[Entries taken from a collection]
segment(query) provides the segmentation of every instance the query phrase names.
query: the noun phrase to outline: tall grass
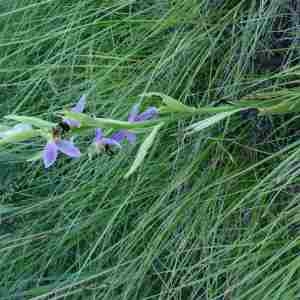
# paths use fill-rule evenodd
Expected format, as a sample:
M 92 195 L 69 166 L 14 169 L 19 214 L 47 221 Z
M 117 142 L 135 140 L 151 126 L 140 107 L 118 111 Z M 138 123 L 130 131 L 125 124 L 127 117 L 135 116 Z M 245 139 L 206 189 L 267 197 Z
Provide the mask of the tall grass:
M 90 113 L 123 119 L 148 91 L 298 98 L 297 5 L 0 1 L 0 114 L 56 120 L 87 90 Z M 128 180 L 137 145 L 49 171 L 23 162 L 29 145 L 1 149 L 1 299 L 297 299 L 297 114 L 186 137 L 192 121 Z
==
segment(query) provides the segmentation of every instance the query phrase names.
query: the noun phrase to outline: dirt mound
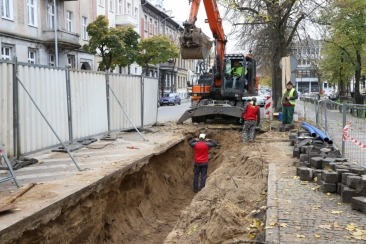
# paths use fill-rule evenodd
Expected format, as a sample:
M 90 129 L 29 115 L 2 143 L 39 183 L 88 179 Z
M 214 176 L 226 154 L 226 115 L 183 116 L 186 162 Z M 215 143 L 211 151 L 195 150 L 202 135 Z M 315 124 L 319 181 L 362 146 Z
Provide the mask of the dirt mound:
* * *
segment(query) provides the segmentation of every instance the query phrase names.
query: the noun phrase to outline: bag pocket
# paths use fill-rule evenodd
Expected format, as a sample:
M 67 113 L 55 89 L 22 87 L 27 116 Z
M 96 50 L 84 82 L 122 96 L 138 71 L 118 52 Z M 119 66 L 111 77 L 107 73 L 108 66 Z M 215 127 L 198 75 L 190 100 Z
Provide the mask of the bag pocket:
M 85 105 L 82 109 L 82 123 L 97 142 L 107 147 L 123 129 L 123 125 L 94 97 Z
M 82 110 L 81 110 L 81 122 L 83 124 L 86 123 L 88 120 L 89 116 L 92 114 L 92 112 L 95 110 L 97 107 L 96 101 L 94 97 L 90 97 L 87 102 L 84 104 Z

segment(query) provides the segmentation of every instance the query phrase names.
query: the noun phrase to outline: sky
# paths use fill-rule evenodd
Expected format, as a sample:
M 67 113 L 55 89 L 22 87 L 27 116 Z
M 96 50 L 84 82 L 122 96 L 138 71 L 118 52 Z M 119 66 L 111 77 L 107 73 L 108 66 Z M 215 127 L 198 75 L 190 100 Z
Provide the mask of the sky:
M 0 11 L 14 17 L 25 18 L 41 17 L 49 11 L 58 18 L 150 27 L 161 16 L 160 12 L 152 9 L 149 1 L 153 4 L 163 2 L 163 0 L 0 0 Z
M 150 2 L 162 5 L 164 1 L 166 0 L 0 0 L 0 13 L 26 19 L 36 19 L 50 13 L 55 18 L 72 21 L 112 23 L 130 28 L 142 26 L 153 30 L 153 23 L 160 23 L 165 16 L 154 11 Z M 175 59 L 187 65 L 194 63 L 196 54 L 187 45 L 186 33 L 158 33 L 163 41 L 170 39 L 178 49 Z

> **Problem details**: What lines hold the string "noun"? Pick them out of the data.

> **Written answer**:
query: the noun phrase to outline: tall grass
query: the noun phrase to outline: dirt mound
query: the noun phrase to outline: bag pocket
query: the noun phrase to outline: sky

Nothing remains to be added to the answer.